[[ PAGE EXCERPT open ]]

By Melissa Schill
Rodney Kelvin Sisco, Wheaton College’s Director of the Office of Multicultural Development, passed away on Dec. 30, 2018 after a five-month battle with cancer.
Sisco graduated from Wheaton College in 1984 with two Bachelor’s degrees in sociology and christian education, then received his Master’s degree in educational studies in 1994.
After attending Wheaton and dedicating 34 years of service to the Wheaton community, it is clear that Rodney Sisco, “the gentle giant,” left his mark on countless faculty, staff and students. Sisco was a significant presence on Wheaton’s campus from his work in the OMD office to his mentorship of students and staff to his involvement with Wheaton’s Gospel Choir.
Fellow friend and classmate, President Philip Ryken, was quick to acknowledge that Sisco had a profound impact on the style of campus-worship style. “He’s made a significant contribution to the experience of worship on our campus … as a leader for freshman worship [and] as somebody who was a very strong proponent of the Gospel Choir,” Ryken told the Record in an email. Sisco’s commitment to this aspect of campus life is set to last much more than a lifetime.

[[ PAGE EXCERPT closed ]]
[[ DATASET RECORDS open ]]

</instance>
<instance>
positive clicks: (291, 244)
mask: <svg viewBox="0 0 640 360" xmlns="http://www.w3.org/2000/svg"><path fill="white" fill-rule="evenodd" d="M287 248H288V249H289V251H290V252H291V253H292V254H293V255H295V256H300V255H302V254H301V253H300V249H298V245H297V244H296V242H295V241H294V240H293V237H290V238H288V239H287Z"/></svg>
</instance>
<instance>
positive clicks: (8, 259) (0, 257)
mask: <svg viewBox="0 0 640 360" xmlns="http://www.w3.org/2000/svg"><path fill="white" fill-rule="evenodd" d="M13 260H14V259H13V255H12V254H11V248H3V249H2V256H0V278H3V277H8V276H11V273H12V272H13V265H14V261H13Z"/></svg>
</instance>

[[ DATASET RECORDS closed ]]

# DIRECTIONS
Reproduce verbatim the passage of the article on Rodney Sisco above, starting at "After attending Wheaton" and ending at "than a lifetime.".

# EXERCISE RESULT
After attending Wheaton and dedicating 34 years of service to the Wheaton community, it is clear that Rodney Sisco, “the gentle giant,” left his mark on countless faculty, staff and students. Sisco was a significant presence on Wheaton’s campus from his work in the OMD office to his mentorship of students and staff to his involvement with Wheaton’s Gospel Choir.
Fellow friend and classmate, President Philip Ryken, was quick to acknowledge that Sisco had a profound impact on the style of campus-worship style. “He’s made a significant contribution to the experience of worship on our campus … as a leader for freshman worship [and] as somebody who was a very strong proponent of the Gospel Choir,” Ryken told the Record in an email. Sisco’s commitment to this aspect of campus life is set to last much more than a lifetime.